Please transcribe the data below in full. Omit any picture you find in it.

------------------------------------------------

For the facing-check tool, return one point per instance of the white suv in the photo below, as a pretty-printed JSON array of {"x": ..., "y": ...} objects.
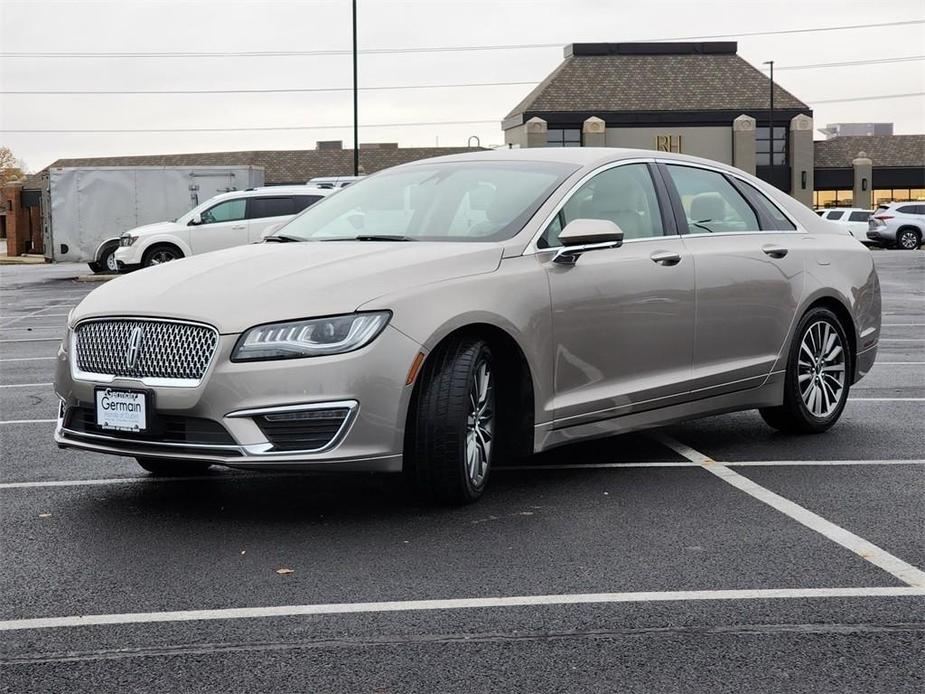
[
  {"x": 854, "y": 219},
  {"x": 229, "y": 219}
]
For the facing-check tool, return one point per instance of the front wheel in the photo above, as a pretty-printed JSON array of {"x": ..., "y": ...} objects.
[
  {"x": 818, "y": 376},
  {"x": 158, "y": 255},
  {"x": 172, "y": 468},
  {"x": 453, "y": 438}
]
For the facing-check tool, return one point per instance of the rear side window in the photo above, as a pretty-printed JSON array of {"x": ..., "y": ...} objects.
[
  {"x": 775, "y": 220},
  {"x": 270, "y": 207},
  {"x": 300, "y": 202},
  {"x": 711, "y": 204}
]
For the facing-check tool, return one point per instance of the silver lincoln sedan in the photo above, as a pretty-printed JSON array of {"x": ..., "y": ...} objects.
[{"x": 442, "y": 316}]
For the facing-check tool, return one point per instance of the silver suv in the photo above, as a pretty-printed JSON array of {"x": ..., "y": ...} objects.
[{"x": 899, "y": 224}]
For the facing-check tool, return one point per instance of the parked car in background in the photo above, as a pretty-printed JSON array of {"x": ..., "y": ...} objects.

------------------------------------------------

▸ EXPECTED ANSWER
For the facing-check tool, return one point per instance of the white suv in the photo below, as a pretty-printed JSON array of {"x": ..., "y": ...} objects.
[
  {"x": 854, "y": 219},
  {"x": 229, "y": 219}
]
For the facing-check tool, return one point per instance of the front wheel in the photo above, as a pretty-printed JSON array of {"x": ..., "y": ...} objects.
[
  {"x": 818, "y": 376},
  {"x": 158, "y": 255},
  {"x": 172, "y": 468},
  {"x": 453, "y": 438}
]
For the facing-check tool, return one point per instance of the rear side window in the photo above, as a pretty-printed JSON array of {"x": ..., "y": ...} objects.
[
  {"x": 775, "y": 220},
  {"x": 270, "y": 207},
  {"x": 300, "y": 202},
  {"x": 711, "y": 204}
]
For the facing-check tool, return one point per instance of the silver lincoln sedan in the photo above, as a pretty-printed JSON array of {"x": ..., "y": ...} objects.
[{"x": 442, "y": 316}]
For the facing-check tool, return one point per instance of the silver suv in the photo above, as a pretty-printed JSON array of {"x": ..., "y": ...} objects.
[{"x": 899, "y": 224}]
For the facing-check tool, return one point per instance of the parked car in background in the photo above, as a pretty-printed JSON array of {"x": ..., "y": ...} objects.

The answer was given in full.